**Text block:**
◆ ◆ ◆ ◆

Legumes are capable of establishing symbiotic associations with rhizobia in a process called biological nitrogen fixation which is responsible for the wide adoption of legumes as food crops, forages, green manures and in forestry. Recently, the call for the return to a sustainable form of agriculture due to pollution of water body by nitrate and increase in cost fertilizer has caused an increased interest in biological N2-fixation. Therefore, usage of N2-fixing legumes is not limited to only cash crop or biofuel but could be important in the recovery and improvement of soil fertility. Therefore it is timely to obtain new information regarding legumes and diazotrophic symbiotic bacteria. The process leading to the identification of effective rhizobia strains for cowpea could be labour and time consuming and often result into production of several rhizobia cultures. Therefore, it is imperative we charactize them genetically. This study was carried out to test the discriminatory power and reproducibility of BOX-PCR for fingerprinting rhizobia.

◆ ◆ ◆ ◆

**Entries supplied:**
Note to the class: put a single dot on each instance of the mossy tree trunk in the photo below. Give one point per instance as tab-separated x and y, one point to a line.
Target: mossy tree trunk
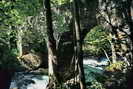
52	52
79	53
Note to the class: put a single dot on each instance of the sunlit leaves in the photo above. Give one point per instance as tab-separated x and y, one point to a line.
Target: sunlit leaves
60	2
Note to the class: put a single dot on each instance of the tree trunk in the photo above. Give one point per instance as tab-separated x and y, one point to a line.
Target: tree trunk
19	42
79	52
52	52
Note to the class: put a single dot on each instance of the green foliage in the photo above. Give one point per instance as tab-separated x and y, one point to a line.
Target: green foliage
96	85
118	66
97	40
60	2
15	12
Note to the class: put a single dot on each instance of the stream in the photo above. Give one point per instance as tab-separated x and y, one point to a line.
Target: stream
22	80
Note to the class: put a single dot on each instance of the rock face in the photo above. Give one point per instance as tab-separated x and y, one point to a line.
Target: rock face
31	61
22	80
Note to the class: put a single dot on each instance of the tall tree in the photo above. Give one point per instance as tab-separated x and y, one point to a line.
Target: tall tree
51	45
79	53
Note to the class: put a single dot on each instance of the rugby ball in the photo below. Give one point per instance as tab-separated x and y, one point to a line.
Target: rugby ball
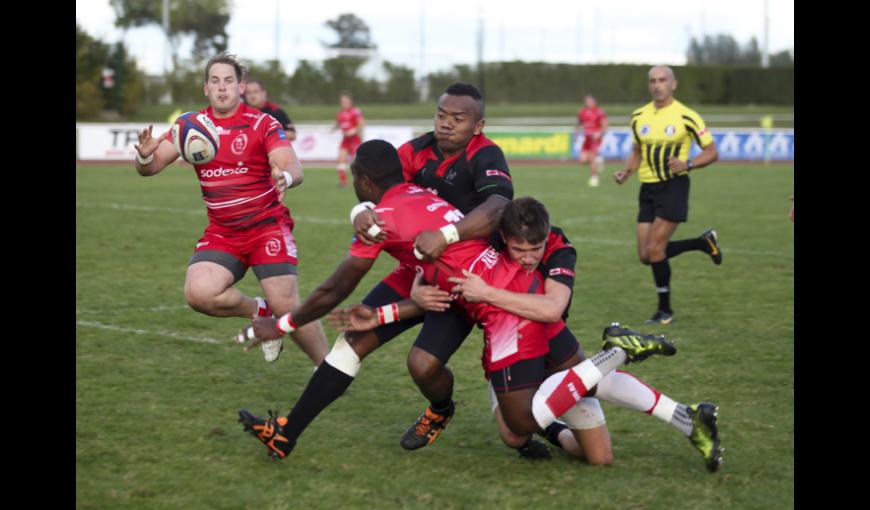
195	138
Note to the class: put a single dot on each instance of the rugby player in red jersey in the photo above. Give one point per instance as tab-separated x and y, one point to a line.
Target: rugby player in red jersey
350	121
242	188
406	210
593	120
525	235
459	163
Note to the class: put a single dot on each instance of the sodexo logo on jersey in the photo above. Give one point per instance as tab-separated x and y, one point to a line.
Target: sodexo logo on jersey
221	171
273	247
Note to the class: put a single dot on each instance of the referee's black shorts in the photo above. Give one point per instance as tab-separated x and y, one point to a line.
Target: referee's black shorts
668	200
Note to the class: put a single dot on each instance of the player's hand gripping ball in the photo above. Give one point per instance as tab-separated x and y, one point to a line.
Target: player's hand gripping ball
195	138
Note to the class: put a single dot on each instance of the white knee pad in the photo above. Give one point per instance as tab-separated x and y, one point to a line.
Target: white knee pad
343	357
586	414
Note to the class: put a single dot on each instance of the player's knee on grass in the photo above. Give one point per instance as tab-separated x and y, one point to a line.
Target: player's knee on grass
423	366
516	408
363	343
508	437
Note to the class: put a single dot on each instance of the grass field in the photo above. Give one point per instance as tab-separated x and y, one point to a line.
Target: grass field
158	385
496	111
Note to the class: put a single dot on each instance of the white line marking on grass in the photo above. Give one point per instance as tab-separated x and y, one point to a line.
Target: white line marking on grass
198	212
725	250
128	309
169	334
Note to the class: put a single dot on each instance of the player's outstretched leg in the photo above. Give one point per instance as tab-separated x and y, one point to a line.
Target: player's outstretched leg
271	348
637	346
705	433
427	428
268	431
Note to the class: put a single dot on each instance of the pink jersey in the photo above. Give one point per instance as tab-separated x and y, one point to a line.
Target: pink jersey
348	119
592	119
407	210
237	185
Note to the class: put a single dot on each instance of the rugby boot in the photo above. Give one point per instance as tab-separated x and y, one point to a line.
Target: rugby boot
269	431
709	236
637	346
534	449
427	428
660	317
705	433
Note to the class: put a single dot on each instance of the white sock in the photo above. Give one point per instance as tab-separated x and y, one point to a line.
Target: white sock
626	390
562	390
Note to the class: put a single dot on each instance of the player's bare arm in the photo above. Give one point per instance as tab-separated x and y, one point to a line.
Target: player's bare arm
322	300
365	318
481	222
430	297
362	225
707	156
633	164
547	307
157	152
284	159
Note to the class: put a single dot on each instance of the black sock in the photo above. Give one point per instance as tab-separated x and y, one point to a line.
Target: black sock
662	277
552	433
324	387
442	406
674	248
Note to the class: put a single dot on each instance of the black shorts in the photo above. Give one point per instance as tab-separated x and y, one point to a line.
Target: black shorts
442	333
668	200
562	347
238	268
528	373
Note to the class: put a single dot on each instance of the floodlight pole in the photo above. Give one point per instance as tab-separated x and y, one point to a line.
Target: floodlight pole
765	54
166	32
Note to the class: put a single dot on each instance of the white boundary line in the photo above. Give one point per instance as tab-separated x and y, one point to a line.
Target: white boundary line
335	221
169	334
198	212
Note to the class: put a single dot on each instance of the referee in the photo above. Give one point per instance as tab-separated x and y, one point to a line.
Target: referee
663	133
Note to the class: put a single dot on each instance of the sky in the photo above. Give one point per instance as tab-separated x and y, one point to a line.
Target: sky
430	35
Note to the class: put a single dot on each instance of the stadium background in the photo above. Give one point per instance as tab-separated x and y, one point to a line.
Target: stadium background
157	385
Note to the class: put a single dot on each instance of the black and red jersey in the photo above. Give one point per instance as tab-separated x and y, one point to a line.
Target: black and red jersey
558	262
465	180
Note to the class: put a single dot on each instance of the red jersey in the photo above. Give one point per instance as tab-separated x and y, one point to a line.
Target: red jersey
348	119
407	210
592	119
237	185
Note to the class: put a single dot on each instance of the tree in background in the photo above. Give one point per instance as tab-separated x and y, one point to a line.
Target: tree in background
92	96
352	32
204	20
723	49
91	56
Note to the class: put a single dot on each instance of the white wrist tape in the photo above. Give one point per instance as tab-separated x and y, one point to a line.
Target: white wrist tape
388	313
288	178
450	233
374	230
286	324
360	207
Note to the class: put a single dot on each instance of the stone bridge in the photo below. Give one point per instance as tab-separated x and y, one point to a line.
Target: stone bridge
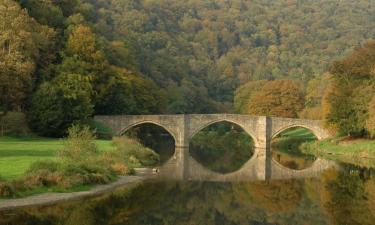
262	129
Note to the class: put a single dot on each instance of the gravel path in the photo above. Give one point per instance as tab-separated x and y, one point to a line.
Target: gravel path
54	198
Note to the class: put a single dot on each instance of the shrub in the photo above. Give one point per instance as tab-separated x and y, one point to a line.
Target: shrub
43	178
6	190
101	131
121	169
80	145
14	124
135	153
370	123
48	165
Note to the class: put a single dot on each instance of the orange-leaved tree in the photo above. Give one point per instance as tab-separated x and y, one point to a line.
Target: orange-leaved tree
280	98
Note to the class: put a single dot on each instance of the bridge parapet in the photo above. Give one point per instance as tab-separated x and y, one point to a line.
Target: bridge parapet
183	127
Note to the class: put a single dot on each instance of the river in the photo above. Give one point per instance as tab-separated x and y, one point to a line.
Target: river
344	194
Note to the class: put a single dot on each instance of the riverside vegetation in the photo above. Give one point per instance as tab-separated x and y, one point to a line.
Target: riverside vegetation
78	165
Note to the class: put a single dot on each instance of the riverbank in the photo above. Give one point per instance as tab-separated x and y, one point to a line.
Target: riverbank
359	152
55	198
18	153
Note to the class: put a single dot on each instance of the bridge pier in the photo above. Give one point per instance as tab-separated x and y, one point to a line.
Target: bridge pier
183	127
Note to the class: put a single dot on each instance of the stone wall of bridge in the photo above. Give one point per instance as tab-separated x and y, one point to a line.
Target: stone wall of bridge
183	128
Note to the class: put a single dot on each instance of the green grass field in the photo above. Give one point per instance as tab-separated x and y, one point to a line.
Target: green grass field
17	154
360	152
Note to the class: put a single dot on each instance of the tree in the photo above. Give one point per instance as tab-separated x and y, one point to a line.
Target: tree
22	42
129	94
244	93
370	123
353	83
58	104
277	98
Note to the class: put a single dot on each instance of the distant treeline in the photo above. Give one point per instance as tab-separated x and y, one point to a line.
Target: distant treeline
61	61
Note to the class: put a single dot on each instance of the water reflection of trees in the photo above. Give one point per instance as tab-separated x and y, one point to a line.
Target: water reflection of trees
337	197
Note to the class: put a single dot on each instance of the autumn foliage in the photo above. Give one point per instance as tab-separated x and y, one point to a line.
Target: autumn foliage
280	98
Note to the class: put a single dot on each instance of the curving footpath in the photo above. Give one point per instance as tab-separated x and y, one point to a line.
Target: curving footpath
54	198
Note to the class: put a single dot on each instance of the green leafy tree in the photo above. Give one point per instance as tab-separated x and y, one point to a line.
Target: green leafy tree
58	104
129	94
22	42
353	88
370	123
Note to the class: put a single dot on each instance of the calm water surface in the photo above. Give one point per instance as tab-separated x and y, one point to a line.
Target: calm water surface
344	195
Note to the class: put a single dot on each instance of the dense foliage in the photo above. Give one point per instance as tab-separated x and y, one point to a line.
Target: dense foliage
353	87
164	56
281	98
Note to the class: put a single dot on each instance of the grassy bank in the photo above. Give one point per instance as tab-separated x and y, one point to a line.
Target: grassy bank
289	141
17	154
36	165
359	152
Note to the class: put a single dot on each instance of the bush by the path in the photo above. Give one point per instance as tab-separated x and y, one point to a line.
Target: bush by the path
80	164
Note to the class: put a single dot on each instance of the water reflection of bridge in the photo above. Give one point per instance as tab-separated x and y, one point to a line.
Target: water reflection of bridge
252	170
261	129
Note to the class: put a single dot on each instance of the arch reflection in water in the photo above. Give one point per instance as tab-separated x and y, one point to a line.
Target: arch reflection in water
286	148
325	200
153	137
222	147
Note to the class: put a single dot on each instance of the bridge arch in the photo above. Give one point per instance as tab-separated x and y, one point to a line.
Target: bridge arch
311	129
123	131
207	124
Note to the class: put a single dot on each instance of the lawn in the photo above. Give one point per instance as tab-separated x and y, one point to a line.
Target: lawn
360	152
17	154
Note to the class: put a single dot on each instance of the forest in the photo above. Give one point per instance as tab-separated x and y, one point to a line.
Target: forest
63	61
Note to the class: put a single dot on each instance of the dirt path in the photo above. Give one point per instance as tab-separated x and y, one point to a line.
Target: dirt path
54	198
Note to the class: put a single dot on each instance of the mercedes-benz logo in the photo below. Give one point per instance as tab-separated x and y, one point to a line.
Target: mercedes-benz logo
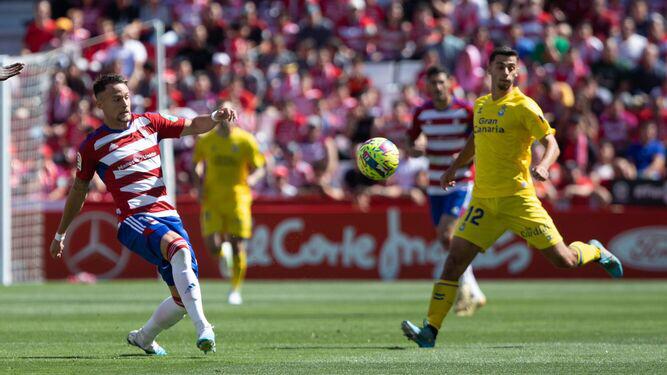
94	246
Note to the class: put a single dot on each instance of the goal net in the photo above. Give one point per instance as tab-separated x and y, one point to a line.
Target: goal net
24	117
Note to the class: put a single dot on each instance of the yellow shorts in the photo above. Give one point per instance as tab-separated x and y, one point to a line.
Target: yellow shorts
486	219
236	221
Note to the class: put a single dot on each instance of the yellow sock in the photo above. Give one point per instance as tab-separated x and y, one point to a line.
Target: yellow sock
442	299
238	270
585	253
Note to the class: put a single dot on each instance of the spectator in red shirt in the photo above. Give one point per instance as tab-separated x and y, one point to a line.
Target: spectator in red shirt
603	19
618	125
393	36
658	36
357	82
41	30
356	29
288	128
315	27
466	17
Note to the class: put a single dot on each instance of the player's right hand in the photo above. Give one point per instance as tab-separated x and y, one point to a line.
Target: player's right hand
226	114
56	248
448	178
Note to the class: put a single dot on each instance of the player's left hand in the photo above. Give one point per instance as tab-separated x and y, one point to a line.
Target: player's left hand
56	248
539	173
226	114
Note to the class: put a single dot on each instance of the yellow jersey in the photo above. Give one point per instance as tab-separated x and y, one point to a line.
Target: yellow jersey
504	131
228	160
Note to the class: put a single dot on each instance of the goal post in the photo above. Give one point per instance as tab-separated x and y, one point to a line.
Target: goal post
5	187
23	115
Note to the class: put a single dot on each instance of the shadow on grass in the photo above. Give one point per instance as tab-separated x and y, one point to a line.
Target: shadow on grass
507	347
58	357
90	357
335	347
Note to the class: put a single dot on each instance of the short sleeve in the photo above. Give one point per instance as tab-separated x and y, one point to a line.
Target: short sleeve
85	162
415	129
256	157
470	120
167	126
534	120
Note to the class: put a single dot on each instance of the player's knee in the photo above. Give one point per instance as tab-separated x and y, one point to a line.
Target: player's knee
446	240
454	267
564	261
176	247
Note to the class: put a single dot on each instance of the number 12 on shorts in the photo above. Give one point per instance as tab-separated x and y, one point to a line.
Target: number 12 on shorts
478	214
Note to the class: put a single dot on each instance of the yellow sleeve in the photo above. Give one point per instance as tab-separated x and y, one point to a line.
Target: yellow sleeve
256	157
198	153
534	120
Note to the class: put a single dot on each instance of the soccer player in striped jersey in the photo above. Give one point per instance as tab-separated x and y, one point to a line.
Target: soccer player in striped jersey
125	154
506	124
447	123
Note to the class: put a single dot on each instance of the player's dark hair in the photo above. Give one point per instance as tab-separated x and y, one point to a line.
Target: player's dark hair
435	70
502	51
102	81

◆ ◆ ◆ ◆

**What this exercise asks:**
A. Condense the paragraph of the legume and rhizobia passage beginning "Legumes are capable of establishing" into a short bulleted list that keeps its main facts.
B. In the passage on legumes and rhizobia, what two qualities of BOX-PCR did the study set out to test?
C. Resume the passage on legumes and rhizobia, picking up after its final sentence.

**Numbered responses:**
A.
- Legumes form symbiotic associations with rhizobia through biological nitrogen fixation, which has led to their wide use as food crops, forages, green manures and in forestry.
- Nitrate pollution of water bodies and rising fertilizer costs have prompted calls for sustainable agriculture and renewed interest in biological N2-fixation.
- N2-fixing legumes could be important for recovering and improving soil fertility, not only as cash crops or biofuel.
- New information on legumes and diazotrophic symbiotic bacteria is therefore timely.
- Identifying effective rhizobia strains for cowpea can be labor- and time-consuming and often yields many rhizobia cultures, so they need to be characterized genetically.
- The study tested the discriminatory power and reproducibility of BOX-PCR for fingerprinting rhizobia.

B. Its discriminatory power and its reproducibility for fingerprinting rhizobia.

C.
Rhizobia strains were diluted in sterile water and amplified by PCR with primer BOX A1R (5′-CTACGGCAAGGCG ACGCTGACG-3′). These strains included isolated indigenous strains. The amplified fragments were separated by horizontal electrophoresis on 2% agarose gel, stained with ethidium bromide, visualized under UV radiation and photographed. The sizes of the fragments were normalized according to the sizes of the DNA markers. Cluster analyses of the BOX-PCR profiles were performed using GelJ program (version 1.0) with the UPGMA algorithm and the Jaccard coefficient, considering the optimum values indicated by the GelJ program for the tolerance and optimization parameters.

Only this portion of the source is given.